WORK REQUEST — Nothing may be added, dropped, or altered; restate the listing word for word.
╭─ LISTED RECORDS
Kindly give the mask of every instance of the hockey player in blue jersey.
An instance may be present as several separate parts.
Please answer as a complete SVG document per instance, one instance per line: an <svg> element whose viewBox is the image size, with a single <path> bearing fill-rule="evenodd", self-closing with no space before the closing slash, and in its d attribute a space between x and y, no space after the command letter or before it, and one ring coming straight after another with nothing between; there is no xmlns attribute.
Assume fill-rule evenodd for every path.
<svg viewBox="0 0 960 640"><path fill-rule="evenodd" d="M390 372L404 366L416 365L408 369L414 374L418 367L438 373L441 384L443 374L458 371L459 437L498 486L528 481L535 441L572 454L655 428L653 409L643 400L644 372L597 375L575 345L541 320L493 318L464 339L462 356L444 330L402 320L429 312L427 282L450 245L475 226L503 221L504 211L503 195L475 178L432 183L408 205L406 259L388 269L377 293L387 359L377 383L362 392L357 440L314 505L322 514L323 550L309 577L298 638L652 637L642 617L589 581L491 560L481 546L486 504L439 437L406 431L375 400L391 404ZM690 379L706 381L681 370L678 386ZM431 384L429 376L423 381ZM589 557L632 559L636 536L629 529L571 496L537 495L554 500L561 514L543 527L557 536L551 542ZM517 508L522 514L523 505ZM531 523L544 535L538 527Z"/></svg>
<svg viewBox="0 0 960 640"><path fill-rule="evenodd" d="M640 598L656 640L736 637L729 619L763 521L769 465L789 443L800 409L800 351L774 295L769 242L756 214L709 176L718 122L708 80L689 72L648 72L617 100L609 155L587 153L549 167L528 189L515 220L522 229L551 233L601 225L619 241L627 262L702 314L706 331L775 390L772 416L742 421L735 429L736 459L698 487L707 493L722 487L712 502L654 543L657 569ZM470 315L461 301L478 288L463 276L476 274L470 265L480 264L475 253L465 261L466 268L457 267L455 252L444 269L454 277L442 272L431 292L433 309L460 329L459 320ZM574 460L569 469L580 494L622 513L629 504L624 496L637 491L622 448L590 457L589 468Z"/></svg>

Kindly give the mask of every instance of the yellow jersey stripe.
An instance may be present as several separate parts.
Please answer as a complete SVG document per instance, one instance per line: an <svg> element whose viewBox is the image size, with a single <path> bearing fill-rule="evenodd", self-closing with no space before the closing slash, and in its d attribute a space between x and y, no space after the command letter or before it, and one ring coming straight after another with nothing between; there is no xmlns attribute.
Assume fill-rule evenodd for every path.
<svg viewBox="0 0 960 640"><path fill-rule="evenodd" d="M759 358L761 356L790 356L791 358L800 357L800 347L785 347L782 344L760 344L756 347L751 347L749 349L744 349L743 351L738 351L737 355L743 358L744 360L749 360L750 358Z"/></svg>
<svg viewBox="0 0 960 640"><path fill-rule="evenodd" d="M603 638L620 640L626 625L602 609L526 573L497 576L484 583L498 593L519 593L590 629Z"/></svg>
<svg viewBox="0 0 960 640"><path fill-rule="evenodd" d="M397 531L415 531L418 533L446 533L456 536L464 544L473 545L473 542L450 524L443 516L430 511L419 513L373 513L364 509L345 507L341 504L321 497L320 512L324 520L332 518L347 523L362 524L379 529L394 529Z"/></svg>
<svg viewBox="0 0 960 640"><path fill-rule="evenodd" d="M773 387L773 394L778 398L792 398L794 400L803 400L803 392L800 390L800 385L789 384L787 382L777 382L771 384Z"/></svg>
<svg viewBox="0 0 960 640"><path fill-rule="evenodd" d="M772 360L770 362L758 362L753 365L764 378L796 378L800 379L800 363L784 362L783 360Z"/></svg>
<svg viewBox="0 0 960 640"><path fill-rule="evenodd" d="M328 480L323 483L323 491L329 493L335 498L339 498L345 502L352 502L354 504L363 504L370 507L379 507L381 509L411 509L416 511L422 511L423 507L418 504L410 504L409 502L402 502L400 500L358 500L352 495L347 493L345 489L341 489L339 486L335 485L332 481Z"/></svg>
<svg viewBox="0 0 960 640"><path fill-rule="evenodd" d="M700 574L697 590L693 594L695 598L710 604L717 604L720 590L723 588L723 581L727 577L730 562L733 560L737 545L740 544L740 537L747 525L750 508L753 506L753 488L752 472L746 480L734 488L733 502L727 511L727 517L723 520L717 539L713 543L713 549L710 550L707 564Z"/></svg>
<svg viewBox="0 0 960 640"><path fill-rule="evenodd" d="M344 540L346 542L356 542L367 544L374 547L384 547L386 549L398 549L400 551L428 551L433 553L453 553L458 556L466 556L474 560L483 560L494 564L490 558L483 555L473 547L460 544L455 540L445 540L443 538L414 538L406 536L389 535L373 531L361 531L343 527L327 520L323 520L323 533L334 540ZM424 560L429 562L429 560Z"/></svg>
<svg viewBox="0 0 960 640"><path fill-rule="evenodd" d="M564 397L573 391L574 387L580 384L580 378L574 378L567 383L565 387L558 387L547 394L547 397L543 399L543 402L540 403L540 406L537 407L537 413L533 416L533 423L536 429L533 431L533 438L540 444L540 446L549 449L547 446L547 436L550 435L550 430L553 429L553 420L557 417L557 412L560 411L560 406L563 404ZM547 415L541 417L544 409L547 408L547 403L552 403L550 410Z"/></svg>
╰─
RESULT BELOW —
Kindly give the mask of every instance of the hockey player in blue jersey.
An instance may be present as several separate parts.
Please answer as a complete SVG document per instance, one instance per line: an <svg> element whose viewBox is the image size, with a single <path> bearing fill-rule="evenodd", self-closing with no space before the closing slash, and in its d attribute a space between x and y, no space after the command letter or before it, and one ring coming straight after another with nothing between; there is no xmlns attribute.
Assume fill-rule evenodd for every path.
<svg viewBox="0 0 960 640"><path fill-rule="evenodd" d="M390 372L404 366L416 365L408 369L414 374L418 367L438 373L441 384L443 374L458 371L459 437L498 486L528 481L535 441L572 454L655 428L653 409L643 400L644 372L597 375L575 345L541 320L493 318L464 339L462 356L444 330L402 320L429 312L427 282L450 245L475 226L503 221L504 211L503 195L475 178L432 183L408 205L406 259L388 269L377 293L387 359L377 383L362 392L357 440L314 505L322 514L323 550L309 577L298 638L652 637L642 617L589 581L491 560L481 546L486 504L439 437L406 431L375 400L391 404ZM690 379L706 381L681 370L678 386ZM431 384L429 376L423 381ZM589 557L632 559L636 536L629 529L571 496L537 495L554 500L561 514L543 527L557 536L551 542ZM517 508L522 514L523 505ZM531 523L544 535L538 527Z"/></svg>
<svg viewBox="0 0 960 640"><path fill-rule="evenodd" d="M640 598L656 640L736 637L729 619L763 521L769 465L789 443L800 409L800 351L774 295L769 242L756 214L709 176L718 122L708 80L689 72L648 72L617 100L609 155L587 153L549 167L528 189L515 220L522 229L551 233L601 225L619 241L627 262L702 314L706 331L775 390L772 416L742 421L735 429L736 459L698 487L707 493L722 487L712 502L654 543L657 569ZM470 315L461 301L478 288L463 276L476 274L470 265L480 264L475 253L465 261L466 268L457 267L455 252L444 269L454 277L442 272L431 292L433 309L460 329L459 320ZM574 460L569 469L580 494L622 513L629 504L624 496L637 491L622 448L590 457L589 468Z"/></svg>

Kindly give the mask of every instance of the yellow jersey stripe.
An instance may be present as several separate parts.
Please answer as a complete SVG document per instance, one instance per line: an <svg> element whose viewBox is the image size, with a single <path> bearing fill-rule="evenodd", self-closing with no space before the closing slash, and in its d attribute a space between x and y, no space after the command letter or before it, and one ring coming straight after another with nothing between; there is no xmlns attribute.
Assume fill-rule evenodd for every path.
<svg viewBox="0 0 960 640"><path fill-rule="evenodd" d="M759 358L761 356L790 356L791 358L800 357L800 347L785 347L782 344L760 344L756 347L751 347L749 349L744 349L743 351L738 351L737 355L743 358L744 360L749 360L750 358Z"/></svg>
<svg viewBox="0 0 960 640"><path fill-rule="evenodd" d="M603 638L620 640L626 625L602 609L526 573L497 576L484 583L498 593L519 593L590 629Z"/></svg>
<svg viewBox="0 0 960 640"><path fill-rule="evenodd" d="M397 531L415 531L418 533L446 533L456 536L464 544L473 545L473 542L450 524L443 516L430 511L419 513L373 513L364 509L345 507L341 504L321 497L320 512L324 520L332 518L347 523L362 524L379 529L394 529Z"/></svg>
<svg viewBox="0 0 960 640"><path fill-rule="evenodd" d="M773 387L773 394L778 398L792 398L794 400L803 400L803 392L800 390L800 385L789 384L787 382L777 382L771 384Z"/></svg>
<svg viewBox="0 0 960 640"><path fill-rule="evenodd" d="M772 360L770 362L758 362L753 365L764 378L796 378L800 379L800 363L784 362L783 360Z"/></svg>
<svg viewBox="0 0 960 640"><path fill-rule="evenodd" d="M328 480L323 483L323 491L329 493L335 498L339 498L345 502L352 502L354 504L363 504L370 507L379 507L381 509L411 509L416 511L422 511L423 507L418 504L410 504L409 502L402 502L400 500L358 500L352 495L347 493L345 489L341 489L339 486L335 485L332 481Z"/></svg>
<svg viewBox="0 0 960 640"><path fill-rule="evenodd" d="M700 574L697 590L693 594L695 598L710 604L717 604L720 590L723 588L723 581L727 577L730 562L733 560L737 545L740 544L740 537L747 525L750 508L753 506L753 488L752 472L746 480L734 488L733 502L727 511L727 517L723 520L717 539L713 543L713 549L710 550L707 564Z"/></svg>
<svg viewBox="0 0 960 640"><path fill-rule="evenodd" d="M344 540L346 542L356 542L367 544L374 547L384 547L386 549L398 549L400 551L428 551L433 553L453 553L458 556L466 556L474 560L483 560L494 564L490 558L483 555L473 547L460 544L455 540L445 540L443 538L414 538L406 536L389 535L373 531L361 531L343 527L327 520L323 520L323 533L334 540ZM424 560L429 562L429 560Z"/></svg>
<svg viewBox="0 0 960 640"><path fill-rule="evenodd" d="M564 397L573 391L574 387L580 384L580 378L574 378L567 383L565 387L558 387L547 394L547 397L543 399L543 402L540 403L540 406L537 407L537 413L533 416L533 423L536 429L533 431L533 438L540 444L540 446L549 449L547 446L547 436L550 435L550 430L553 429L553 420L557 417L557 412L560 411L560 406L563 404ZM547 415L541 417L544 409L547 408L547 403L552 403L550 410Z"/></svg>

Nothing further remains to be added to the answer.